**Textauszug**
Dass ihm das gelingt, darf Nagelsmann nach den Erfahrungen der vergangenen Monate getrost zugetraut werden: Egal, welche Personalentscheidungen er als Bundestrainer bisher traf - und wurden sie noch so kontrovers und heftig diskutiert -, sie gingen letztlich alle auf.

Ob die Rückholaktion von Kroos, die Nominierung der Stuttgarter Senkrechtstarter, das Festhalten an Gündogan in der Startelf, die Ausbootung von Mats Hummels oder das Treuebekenntnis zu Neuer: Anders als beim FC Bayern fiel Nagelsmann bisher keine seiner teilweise riskanten Entscheidungen auf die Füße.

Nagelsmann scheint perfekte Mischung gefunden zu haben

Im Gegenteil: Der Bundestrainer scheint nicht nur sportlich, sondern auch menschlich die perfekte Mischung für die Nationalmannschaft gefunden zu haben.

„Ich war jetzt bei noch keinem Turnier dabei, aber ich habe mir sagen lassen, dass es nicht oft der Fall war, dass nahezu jeder Spieler, der das Camp verlässt, Tränen in den Augen hat“, beschrieb Nagelsmann am Samstag die besondere Chemie im deutschen Lager - und musste bei seinem letzten Auftritt im Basecamp in Herzogenaurach zwischenzeitlich selbst die eine oder andere Träne verdrücken, ehe er kurz darauf einen deutlichen Appell für mehr Einigkeit und Miteinander an die deutsche Bevölkerung richtete.

**Gesammeltes Material**
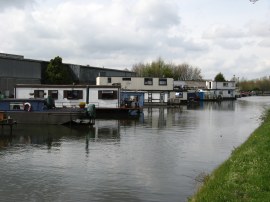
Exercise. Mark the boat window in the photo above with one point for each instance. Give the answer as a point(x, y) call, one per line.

**Ihre Aufgabe**
Setzen Sie den Textauszug über Bundestrainer Nagelsmann und die Nationalmannschaft im Anschluss an seinen letzten Satz fort. Die Auflistung ist eigenständiges Material und gehört nicht zum Textauszug.

**Antwort**
Passend zur Emotionalität seiner vorherigen Ausführungen, aber zugleich mit der Klarheit vom Abend zuvor.

Es ist diese Mischung, mit der Nagelsmann - und wie er selbst nicht müde wird zu betonen: sein Trainerteam - die deutsche Nationalmannschaft zurück zu altem Glanz und in die Herzen der deutschen Fans geführt hat.

Und auch wenn zwischen „Weltmeister werden wollen“ und „Weltmeister werden“ ein großer Unterschied liegt: Nagelsmann hat sich das Recht erarbeitet, offen vom WM-Titel 2026 zu sprechen - und einem ganzen Fußballland genügend Gründe geliefert, diesen Traum mitzuträumen.